» SUPPLIED DATA:
* * * * *

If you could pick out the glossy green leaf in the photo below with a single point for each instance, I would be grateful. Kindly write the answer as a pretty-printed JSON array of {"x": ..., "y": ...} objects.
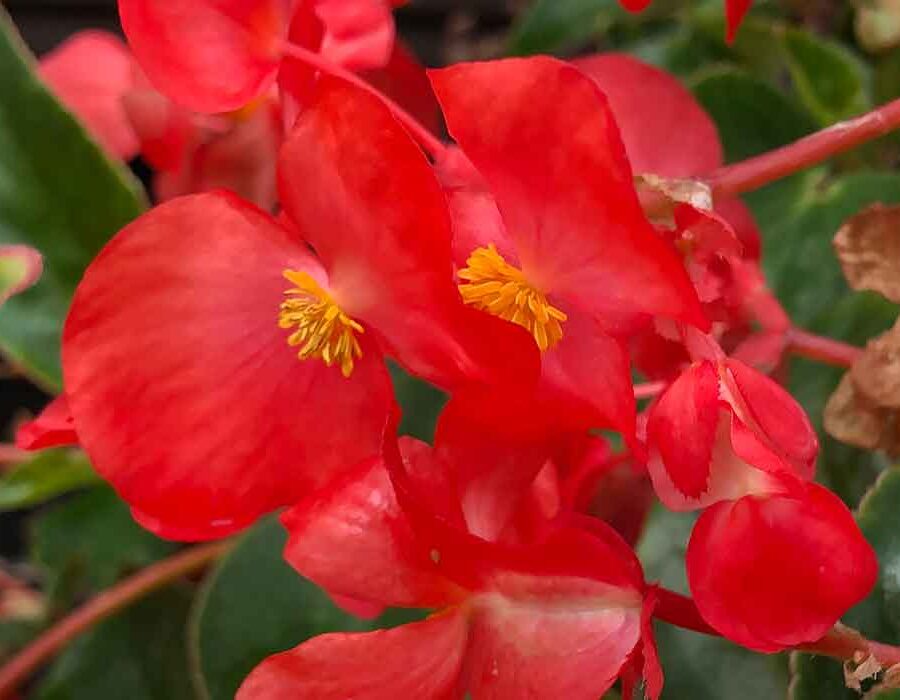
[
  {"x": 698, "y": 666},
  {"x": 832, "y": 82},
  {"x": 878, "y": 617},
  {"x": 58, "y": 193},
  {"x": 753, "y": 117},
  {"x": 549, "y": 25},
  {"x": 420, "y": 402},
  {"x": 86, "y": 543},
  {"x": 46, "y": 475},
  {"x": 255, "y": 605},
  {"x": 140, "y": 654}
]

* * * * *

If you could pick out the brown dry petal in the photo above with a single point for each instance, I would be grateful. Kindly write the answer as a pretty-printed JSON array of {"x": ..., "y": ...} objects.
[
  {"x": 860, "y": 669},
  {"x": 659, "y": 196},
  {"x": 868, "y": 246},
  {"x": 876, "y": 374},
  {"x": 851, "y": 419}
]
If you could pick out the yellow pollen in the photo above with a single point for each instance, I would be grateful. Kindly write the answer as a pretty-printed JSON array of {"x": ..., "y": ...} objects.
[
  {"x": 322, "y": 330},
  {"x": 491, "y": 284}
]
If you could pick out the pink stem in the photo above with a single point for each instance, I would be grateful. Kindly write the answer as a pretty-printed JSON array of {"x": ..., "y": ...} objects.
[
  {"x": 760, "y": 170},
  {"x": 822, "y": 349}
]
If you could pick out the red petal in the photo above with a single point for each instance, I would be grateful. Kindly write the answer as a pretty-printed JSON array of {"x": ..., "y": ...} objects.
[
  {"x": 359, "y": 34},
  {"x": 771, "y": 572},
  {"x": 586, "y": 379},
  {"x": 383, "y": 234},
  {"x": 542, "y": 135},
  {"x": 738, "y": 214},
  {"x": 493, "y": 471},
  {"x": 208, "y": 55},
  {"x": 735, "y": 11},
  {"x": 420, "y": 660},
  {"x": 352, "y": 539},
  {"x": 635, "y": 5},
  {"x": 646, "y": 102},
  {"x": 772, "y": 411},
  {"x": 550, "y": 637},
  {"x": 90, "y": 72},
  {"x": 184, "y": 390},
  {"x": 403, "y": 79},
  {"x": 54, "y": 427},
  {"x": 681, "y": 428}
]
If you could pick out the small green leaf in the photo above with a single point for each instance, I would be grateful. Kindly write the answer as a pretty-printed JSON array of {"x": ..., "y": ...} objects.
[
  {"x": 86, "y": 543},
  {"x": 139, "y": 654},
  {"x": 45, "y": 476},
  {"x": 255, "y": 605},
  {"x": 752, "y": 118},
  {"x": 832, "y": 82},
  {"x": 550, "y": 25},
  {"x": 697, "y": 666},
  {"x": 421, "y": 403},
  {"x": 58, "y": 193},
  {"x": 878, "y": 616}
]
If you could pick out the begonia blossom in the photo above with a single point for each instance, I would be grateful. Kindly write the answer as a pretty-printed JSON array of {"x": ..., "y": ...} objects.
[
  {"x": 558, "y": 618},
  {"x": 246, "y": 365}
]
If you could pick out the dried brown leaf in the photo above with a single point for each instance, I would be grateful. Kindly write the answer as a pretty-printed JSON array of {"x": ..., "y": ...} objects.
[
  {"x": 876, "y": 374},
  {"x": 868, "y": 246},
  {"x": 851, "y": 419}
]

* * * * *

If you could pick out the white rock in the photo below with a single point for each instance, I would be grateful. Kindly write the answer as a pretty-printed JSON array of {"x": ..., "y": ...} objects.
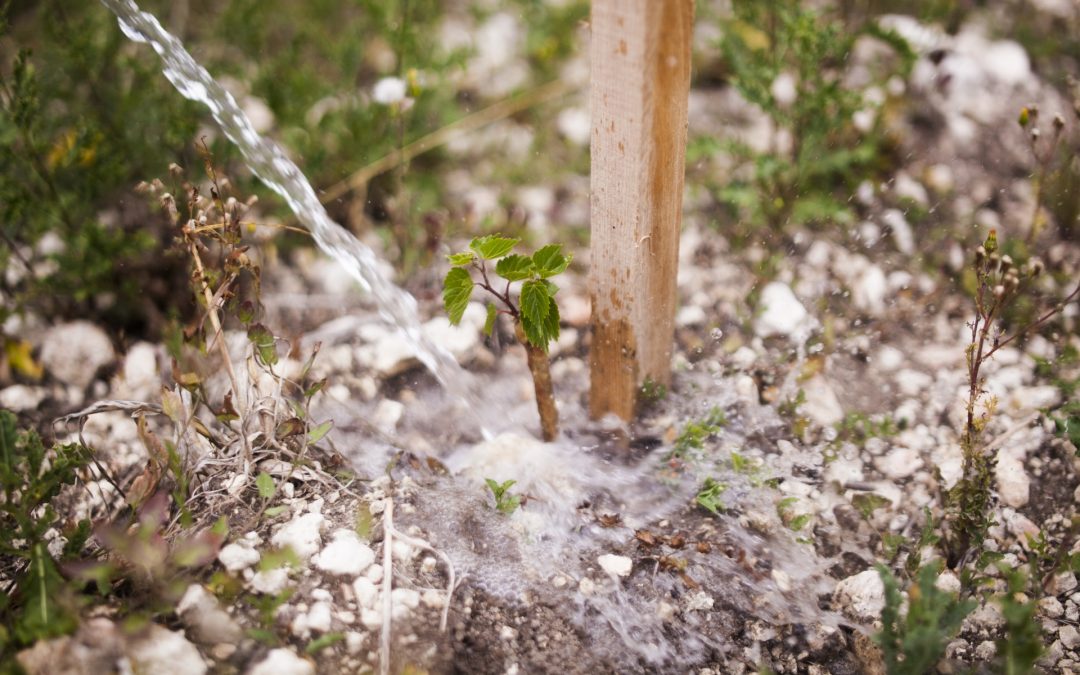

* * * * *

» REQUIRED TASK: Pick out each line above that contains the word "dried".

» RESPONSE TO THIS TASK:
If you could pick out the dried brown leaf in the photo above with a single point for each instance, I would be grateful. Kindly write the answer as a pretty-printed JSON array of {"x": ..., "y": ...} objects.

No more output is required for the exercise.